* _Instructions for the task_: Can you arrange the data below as a JSON list of strings, one string per line, with blank lines omitted? Cover all of the data, but leave the pictures out of your answer.

* _Supplied material_:
──────────

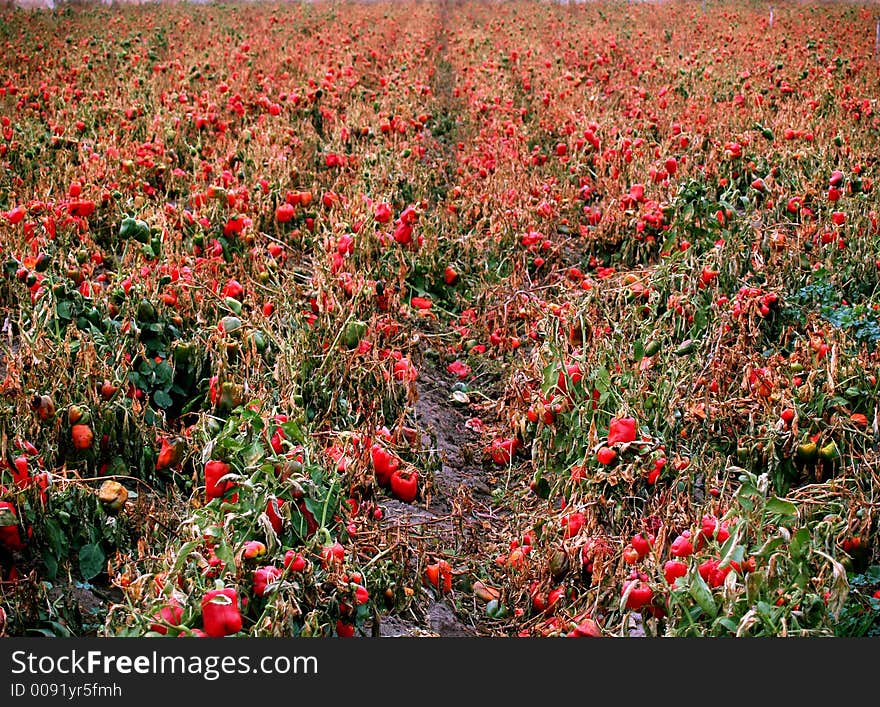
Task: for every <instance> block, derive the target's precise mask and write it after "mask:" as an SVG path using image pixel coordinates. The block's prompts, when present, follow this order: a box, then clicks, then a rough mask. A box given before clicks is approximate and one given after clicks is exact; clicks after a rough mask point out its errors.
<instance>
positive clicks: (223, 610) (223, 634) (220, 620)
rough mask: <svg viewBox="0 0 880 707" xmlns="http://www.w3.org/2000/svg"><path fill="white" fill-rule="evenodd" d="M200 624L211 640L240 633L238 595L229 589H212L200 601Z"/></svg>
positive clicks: (237, 594)
mask: <svg viewBox="0 0 880 707" xmlns="http://www.w3.org/2000/svg"><path fill="white" fill-rule="evenodd" d="M202 624H203V625H204V628H205V633H207V634H208V635H209V636H211V637H212V638H221V637H223V636H228V635H230V634H233V633H238V632H239V631H241V611H240V610H239V607H238V594H236V592H235V590H234V589H232V588H231V587H227V588H225V589H212V590H210V591H208V592H206V593H205V597H204V599H202Z"/></svg>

──────────

* _Exercise output_:
[
  "Task: for every <instance> block, derive the target's precise mask and write it after \"mask:\" as an SVG path using image pixel coordinates. The block's prompts, when present, follow this order: a box, then clicks, then a rough mask. A box given before clicks is approximate and one given after clicks is exact; clicks after a rough mask point out its errors.",
  "<instance>",
  "positive clicks: (223, 610) (223, 634) (220, 620)",
  "rough mask: <svg viewBox=\"0 0 880 707\" xmlns=\"http://www.w3.org/2000/svg\"><path fill=\"white\" fill-rule=\"evenodd\" d=\"M200 624L211 640L240 633L238 595L229 589H212L200 601Z\"/></svg>",
  "positive clicks: (237, 594)",
  "mask: <svg viewBox=\"0 0 880 707\" xmlns=\"http://www.w3.org/2000/svg\"><path fill=\"white\" fill-rule=\"evenodd\" d=\"M202 624H203V625H204V628H205V633H207V634H208V635H209V636H211V637H212V638H221V637H223V636H228V635H230V634H233V633H238V632H239V631H241V611H240V610H239V607H238V594H236V592H235V590H234V589H232V588H231V587H227V588H225V589H212V590H210V591H208V592H206V593H205V597H204V599H202Z\"/></svg>"
]